Please change "horse's neck" to "horse's mane" in the listing, starting at its first line and stopping after the line that contains "521 177 L 511". Give back only those lines, with nothing else altered.
※
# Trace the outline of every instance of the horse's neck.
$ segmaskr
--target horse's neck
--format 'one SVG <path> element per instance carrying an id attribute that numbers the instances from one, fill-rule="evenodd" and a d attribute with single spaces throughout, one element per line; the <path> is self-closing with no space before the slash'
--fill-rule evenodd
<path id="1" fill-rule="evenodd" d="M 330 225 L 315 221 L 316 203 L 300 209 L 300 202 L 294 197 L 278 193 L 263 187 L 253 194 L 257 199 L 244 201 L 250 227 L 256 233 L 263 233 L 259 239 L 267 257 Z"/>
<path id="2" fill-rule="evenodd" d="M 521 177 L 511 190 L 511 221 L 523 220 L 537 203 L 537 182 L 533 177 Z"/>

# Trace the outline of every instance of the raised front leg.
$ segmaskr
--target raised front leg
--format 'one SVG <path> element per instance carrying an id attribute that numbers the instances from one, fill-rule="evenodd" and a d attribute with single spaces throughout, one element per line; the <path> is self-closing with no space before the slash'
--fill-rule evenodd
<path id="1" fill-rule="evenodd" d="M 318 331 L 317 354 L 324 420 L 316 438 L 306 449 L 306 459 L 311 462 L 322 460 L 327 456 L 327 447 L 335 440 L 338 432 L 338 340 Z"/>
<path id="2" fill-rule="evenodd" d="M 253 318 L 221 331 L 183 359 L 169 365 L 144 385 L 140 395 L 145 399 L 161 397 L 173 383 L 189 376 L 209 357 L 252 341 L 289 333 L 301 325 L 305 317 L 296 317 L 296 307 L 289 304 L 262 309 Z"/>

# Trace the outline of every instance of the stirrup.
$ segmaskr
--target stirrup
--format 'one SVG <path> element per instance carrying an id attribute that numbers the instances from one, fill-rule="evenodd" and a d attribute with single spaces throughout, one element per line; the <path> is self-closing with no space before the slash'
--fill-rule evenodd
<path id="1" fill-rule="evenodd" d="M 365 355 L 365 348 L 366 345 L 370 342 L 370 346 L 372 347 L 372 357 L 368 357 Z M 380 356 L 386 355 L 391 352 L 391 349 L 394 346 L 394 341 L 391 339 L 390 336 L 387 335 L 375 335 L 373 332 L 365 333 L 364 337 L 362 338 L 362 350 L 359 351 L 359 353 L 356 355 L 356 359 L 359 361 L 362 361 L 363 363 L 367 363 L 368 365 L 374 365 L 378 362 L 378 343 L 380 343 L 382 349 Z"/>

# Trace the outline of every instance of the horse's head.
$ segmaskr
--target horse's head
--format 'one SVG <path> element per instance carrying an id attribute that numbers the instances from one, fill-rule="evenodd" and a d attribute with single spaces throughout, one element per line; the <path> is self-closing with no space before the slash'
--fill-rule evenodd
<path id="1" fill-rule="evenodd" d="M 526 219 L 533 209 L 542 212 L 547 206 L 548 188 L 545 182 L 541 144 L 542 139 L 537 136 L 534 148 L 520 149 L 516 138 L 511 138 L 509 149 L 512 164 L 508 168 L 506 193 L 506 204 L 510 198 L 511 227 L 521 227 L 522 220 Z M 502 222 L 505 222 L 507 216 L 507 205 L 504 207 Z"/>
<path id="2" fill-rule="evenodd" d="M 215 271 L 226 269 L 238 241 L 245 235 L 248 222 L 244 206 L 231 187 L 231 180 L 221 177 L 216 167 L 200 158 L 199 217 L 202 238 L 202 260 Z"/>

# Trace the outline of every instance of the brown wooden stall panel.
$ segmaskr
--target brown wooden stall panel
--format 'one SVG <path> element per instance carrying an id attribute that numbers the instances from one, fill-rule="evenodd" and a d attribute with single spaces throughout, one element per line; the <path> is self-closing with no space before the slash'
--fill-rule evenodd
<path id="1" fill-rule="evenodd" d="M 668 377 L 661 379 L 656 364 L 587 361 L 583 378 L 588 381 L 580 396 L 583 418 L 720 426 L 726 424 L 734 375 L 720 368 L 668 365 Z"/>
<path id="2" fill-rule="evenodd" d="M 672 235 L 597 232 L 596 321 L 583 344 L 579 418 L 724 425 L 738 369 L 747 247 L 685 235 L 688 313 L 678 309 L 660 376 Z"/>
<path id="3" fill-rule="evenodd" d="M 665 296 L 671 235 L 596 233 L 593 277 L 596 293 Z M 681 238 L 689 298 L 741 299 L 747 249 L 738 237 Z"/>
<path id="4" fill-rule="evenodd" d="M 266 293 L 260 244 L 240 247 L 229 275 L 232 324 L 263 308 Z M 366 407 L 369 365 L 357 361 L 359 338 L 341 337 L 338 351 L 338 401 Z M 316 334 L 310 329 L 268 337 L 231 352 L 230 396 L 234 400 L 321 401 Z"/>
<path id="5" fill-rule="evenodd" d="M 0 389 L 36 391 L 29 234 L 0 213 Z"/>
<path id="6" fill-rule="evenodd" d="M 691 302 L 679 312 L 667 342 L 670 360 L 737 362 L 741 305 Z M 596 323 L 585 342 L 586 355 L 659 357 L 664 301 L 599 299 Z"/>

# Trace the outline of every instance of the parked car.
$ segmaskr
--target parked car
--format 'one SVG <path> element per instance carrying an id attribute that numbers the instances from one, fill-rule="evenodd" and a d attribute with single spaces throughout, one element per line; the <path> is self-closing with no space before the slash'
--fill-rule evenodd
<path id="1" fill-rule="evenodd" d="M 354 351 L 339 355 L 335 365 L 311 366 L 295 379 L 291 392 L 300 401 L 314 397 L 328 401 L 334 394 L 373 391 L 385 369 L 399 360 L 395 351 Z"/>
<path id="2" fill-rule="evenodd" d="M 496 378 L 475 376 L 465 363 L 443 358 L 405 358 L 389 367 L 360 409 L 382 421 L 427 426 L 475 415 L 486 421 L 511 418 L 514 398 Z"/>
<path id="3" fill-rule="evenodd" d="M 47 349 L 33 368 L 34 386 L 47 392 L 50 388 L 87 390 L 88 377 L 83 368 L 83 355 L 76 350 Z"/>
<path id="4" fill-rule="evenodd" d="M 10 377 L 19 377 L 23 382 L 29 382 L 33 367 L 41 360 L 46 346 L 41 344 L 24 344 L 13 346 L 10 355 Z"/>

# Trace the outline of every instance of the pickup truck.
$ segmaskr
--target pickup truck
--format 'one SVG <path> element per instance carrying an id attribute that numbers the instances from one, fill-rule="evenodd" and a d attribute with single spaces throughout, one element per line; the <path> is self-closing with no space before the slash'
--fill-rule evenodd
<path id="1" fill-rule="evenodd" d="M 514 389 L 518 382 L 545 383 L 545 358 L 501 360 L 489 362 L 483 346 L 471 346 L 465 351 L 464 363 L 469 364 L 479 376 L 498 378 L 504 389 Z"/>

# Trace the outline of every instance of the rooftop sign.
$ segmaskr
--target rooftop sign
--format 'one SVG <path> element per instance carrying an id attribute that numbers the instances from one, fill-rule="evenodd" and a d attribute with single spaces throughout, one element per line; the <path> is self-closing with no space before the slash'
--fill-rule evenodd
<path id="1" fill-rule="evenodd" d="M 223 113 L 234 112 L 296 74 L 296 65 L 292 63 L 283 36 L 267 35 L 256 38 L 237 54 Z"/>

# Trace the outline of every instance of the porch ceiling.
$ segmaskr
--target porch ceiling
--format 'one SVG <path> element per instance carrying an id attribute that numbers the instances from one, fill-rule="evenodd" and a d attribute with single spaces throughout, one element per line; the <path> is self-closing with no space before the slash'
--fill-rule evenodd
※
■ **Answer to the problem**
# Trace the outline of every instance of the horse's mane.
$ segmaskr
--target horse's mane
--format 'one SVG <path> element per instance carrying an id attribute that numbers the instances from one, fill-rule="evenodd" and a d attribute with single spaces throughout, one element per line; the <path> is self-closing with no space before the slash'
--fill-rule evenodd
<path id="1" fill-rule="evenodd" d="M 330 225 L 315 221 L 316 203 L 300 209 L 300 202 L 294 197 L 278 193 L 263 187 L 253 194 L 257 199 L 244 201 L 250 227 L 256 233 L 263 233 L 259 239 L 267 257 Z"/>
<path id="2" fill-rule="evenodd" d="M 521 177 L 511 190 L 511 221 L 523 220 L 537 203 L 537 182 L 533 177 Z"/>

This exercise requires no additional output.